● TASK DIRECTIONS
Repeat everything in the data below, from the line that contains "the white car" down to the line that contains "the truck wheel", both lines included.

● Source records
════════════════

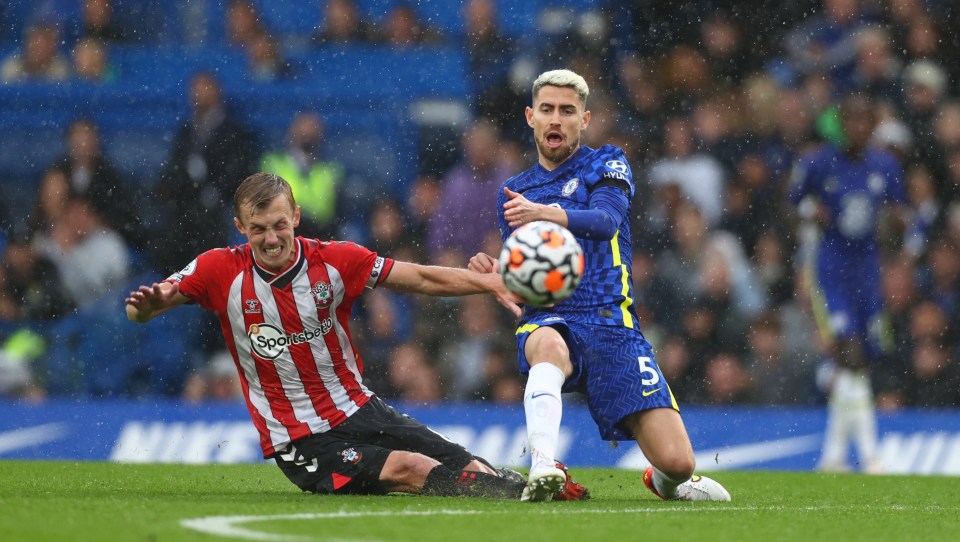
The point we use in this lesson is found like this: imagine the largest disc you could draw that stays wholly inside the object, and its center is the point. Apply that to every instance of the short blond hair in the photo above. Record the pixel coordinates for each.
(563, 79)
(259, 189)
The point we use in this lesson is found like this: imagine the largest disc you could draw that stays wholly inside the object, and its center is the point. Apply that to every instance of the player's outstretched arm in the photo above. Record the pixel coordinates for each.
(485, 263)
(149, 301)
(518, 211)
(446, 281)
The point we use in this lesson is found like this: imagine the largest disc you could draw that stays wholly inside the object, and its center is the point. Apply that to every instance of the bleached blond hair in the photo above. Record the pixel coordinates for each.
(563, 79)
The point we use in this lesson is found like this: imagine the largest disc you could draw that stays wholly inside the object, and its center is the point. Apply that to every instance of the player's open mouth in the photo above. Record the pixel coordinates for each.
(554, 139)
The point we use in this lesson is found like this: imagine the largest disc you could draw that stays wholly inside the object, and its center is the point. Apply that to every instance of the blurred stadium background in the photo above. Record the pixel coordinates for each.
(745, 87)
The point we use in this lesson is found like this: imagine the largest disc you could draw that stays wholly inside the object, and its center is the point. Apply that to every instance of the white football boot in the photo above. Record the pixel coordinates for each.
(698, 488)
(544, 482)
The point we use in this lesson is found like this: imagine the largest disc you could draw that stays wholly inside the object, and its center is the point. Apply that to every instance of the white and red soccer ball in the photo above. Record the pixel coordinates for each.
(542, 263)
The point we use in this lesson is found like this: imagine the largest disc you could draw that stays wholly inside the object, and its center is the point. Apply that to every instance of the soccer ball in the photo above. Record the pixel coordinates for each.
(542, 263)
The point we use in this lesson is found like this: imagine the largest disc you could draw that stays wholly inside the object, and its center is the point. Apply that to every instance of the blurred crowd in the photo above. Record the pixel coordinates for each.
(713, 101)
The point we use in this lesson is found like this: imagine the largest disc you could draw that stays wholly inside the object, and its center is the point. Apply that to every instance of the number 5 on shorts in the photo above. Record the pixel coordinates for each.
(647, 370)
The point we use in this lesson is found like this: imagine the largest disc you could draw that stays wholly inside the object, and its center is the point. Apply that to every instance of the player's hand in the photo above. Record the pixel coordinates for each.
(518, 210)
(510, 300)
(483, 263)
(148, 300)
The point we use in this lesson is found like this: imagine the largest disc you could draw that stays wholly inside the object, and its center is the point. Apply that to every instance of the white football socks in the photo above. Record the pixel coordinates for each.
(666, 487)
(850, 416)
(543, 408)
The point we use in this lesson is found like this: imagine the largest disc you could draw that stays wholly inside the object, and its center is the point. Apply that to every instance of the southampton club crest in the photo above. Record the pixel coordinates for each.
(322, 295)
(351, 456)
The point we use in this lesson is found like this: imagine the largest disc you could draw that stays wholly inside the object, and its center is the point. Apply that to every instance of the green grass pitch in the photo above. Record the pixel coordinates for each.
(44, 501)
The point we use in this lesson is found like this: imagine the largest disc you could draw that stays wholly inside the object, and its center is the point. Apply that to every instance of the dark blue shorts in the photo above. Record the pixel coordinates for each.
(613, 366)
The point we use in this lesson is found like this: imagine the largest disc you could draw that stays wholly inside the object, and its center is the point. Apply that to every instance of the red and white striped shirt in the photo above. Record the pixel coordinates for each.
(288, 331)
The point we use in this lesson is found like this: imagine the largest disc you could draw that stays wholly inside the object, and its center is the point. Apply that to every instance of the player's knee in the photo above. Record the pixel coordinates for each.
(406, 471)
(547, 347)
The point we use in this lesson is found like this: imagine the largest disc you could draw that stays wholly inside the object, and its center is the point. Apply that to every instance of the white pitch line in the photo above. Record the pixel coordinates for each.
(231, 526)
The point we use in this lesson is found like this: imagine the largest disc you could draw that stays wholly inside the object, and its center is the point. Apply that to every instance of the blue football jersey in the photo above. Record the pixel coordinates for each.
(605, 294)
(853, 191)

════════════════

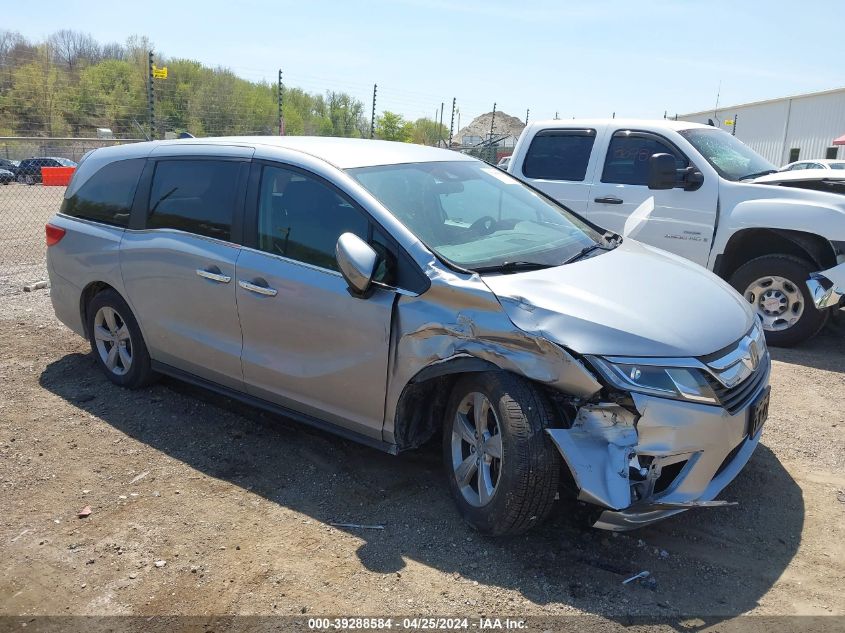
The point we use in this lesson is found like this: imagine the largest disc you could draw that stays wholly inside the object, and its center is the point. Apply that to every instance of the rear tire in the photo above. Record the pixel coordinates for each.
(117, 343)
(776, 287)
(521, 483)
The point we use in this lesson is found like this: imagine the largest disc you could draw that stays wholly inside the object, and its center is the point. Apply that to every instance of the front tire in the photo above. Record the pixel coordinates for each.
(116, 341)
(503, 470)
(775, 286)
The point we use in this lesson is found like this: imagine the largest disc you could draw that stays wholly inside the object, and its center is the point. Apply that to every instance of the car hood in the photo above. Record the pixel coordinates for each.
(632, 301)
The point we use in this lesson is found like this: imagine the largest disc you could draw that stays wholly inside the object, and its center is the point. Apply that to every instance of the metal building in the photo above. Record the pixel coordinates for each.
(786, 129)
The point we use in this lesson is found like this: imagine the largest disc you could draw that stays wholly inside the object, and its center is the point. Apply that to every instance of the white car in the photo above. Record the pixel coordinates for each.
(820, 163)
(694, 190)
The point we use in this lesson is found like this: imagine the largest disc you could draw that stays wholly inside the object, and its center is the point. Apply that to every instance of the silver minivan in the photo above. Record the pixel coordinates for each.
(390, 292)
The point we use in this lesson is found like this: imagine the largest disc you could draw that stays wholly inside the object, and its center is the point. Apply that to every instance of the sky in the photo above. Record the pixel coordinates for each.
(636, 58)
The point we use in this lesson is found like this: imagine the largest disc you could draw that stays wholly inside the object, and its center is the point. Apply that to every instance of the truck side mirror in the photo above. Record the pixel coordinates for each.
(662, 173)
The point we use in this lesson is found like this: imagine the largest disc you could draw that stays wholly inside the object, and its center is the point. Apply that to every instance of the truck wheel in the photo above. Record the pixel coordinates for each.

════════════════

● FINISHED EXERCISE
The point we use in this lesson is found like this: imagine the largest disc you could draw that stays wholly inside the object, and its center is the point. Apply that to every instance of the white car in the photo above. Record the pixel coordinates for each.
(820, 163)
(694, 190)
The point we use in this lesson is found like this: imagine the largest disc you could draw that stays wholly inside the object, and its center is the point. Apply that to every instance of the silver minivan in the photo above. Record the pixel coordinates for each.
(390, 292)
The point we use in this lesson is found like this: imagine the largest disc you could draw that stays wholly inside the object, and its center is the point. Apply that to every instance of the sky in the photo above. Record the pixel coordinates for each.
(636, 58)
The point we use in this lesson is found like this: imagine the largest disc you could draw that stays wholly inside the object, and its center is the point. Apply that to every instance of the truck side mirror in the photo above. Record the pixel coordinates for each.
(662, 173)
The point we use in this lesson is found like this: imagine the largest disc you could draw that stays wholly inside the object, and its center is the point. Apply that to every instance of the truck wheel in the photo above. Record the pixel coordinates for each.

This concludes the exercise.